OBJETIVO DO EXERCÍCIO:
Quais linhas dos registros abaixo contêm a palavra "building"? Encontre e copie cada uma delas.
══ REGISTROS EXIBIDOS
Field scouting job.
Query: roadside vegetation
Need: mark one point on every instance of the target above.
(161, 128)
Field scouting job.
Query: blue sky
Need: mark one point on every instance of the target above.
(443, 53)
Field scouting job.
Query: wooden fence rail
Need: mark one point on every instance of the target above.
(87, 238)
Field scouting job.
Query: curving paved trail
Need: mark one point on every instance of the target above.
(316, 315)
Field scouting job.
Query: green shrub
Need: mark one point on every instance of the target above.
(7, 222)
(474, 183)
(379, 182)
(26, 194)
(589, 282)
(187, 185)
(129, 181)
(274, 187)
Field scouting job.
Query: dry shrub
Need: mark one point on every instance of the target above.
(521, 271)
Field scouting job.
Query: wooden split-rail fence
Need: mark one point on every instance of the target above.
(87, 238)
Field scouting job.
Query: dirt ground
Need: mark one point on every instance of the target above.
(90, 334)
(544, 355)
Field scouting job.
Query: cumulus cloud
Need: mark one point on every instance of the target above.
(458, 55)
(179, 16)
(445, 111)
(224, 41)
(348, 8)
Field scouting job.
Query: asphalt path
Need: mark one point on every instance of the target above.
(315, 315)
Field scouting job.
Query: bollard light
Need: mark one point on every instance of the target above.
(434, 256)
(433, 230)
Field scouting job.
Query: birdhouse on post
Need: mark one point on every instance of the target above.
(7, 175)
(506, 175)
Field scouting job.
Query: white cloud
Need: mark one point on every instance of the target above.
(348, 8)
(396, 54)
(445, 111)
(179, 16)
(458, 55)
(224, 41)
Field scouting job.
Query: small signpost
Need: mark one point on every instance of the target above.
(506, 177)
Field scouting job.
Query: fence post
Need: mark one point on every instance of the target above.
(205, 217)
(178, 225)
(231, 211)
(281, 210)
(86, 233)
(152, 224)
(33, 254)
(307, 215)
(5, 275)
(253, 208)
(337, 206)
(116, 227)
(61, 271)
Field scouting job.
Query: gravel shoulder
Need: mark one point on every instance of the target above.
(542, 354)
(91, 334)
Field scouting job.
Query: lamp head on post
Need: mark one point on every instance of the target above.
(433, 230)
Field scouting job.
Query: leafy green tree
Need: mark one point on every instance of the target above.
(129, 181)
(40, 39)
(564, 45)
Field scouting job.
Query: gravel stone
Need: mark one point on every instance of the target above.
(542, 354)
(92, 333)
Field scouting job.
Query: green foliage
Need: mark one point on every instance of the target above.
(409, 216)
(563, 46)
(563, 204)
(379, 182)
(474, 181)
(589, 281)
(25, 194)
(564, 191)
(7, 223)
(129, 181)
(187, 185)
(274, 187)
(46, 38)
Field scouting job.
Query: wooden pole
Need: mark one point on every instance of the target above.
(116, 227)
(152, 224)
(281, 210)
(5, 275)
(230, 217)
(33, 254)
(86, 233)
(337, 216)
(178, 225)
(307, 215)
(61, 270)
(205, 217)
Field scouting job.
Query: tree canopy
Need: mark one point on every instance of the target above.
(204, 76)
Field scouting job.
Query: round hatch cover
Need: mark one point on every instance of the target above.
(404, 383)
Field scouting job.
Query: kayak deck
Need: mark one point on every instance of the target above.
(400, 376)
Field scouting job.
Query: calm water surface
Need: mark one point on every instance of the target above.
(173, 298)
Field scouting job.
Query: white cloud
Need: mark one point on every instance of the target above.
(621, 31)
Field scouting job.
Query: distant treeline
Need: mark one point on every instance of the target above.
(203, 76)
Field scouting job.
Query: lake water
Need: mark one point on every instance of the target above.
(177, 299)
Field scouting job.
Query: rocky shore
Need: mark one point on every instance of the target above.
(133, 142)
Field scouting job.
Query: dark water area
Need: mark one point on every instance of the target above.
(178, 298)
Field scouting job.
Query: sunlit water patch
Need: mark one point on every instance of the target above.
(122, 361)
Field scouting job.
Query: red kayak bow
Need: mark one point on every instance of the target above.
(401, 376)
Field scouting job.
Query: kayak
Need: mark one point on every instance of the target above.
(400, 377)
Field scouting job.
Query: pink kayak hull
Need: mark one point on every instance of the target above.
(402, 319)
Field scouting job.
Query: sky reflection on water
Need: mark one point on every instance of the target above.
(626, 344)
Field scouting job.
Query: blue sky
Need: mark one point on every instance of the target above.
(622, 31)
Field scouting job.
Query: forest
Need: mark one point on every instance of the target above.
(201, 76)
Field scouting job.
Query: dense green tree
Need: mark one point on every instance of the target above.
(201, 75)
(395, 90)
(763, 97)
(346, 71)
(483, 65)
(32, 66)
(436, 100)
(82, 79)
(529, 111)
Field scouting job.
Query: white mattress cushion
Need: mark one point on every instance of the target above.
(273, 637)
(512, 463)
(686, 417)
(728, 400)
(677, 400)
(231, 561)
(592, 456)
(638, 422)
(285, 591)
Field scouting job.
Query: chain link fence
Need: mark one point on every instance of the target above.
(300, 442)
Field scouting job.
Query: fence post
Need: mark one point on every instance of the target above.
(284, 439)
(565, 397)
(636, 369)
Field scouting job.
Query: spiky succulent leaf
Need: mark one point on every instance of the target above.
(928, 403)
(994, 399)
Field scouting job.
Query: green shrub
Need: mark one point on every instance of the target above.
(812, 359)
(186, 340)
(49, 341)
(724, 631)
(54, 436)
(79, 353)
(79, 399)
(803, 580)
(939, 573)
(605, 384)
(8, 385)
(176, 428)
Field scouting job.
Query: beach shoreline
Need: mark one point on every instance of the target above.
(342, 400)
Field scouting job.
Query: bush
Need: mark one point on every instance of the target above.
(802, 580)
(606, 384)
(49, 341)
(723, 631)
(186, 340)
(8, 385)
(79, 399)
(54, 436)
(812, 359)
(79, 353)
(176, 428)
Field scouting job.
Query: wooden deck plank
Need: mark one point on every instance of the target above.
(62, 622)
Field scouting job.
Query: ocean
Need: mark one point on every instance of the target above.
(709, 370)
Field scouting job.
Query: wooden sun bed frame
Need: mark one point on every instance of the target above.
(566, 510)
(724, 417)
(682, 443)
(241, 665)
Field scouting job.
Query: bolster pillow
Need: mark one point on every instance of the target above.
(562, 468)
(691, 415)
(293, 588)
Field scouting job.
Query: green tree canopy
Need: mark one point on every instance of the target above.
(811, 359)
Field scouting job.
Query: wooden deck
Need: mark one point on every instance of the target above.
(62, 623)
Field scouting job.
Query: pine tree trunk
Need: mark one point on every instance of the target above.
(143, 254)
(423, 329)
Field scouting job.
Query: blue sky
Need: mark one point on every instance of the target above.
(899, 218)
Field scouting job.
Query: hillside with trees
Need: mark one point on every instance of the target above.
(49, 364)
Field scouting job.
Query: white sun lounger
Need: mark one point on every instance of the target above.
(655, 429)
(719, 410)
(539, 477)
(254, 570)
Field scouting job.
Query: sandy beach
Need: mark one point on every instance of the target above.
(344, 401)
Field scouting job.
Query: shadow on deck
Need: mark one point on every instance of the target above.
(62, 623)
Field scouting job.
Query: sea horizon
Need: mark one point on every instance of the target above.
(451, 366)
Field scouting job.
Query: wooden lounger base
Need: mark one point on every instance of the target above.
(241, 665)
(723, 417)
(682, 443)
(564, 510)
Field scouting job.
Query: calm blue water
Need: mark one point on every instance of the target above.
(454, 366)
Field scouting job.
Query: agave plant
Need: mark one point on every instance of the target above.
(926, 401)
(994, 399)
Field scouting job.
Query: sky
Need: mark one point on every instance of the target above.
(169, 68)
════
══ REGISTROS EXIBIDOS
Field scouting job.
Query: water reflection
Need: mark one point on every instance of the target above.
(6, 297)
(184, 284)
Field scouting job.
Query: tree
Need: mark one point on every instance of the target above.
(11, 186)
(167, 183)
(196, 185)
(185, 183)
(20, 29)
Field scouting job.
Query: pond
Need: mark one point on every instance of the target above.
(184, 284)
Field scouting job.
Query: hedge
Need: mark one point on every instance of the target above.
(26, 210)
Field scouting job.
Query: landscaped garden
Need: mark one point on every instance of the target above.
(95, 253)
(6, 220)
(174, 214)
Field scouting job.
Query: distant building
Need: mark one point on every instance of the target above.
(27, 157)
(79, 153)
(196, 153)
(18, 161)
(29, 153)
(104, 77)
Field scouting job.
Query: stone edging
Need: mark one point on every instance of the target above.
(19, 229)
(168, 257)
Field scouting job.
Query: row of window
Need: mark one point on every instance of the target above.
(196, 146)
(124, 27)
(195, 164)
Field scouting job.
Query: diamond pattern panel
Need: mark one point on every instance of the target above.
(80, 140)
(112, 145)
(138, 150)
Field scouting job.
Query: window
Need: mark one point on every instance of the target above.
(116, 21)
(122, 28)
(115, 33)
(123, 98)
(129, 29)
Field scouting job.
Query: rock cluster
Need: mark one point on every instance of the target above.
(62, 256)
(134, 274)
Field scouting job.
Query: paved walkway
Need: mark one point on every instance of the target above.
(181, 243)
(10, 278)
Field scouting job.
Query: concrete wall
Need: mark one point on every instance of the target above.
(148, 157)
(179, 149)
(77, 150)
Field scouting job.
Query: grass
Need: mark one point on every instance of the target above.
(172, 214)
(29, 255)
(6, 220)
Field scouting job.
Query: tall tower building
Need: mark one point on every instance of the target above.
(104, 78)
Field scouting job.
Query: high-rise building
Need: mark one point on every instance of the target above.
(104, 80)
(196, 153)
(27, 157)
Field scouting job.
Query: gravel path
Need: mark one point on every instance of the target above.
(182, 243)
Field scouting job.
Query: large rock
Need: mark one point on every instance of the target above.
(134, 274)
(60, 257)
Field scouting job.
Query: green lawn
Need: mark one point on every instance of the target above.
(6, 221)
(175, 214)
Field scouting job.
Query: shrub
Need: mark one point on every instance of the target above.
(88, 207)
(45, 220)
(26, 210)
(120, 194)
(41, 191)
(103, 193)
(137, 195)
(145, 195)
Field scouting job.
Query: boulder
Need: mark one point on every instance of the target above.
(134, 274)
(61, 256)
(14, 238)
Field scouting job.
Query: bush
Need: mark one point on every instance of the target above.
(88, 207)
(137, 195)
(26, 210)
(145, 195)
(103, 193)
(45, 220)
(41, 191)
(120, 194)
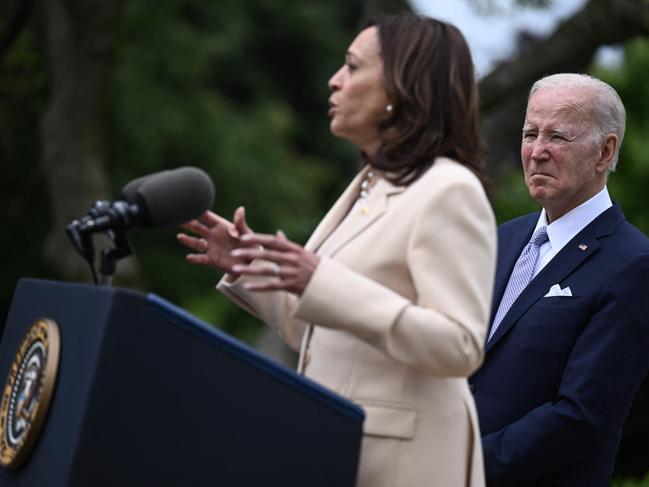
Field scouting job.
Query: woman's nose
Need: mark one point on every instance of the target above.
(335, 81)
════
RESPOSTA CORRETA:
Query: distant building
Query: tall tower building
Query: high-rise building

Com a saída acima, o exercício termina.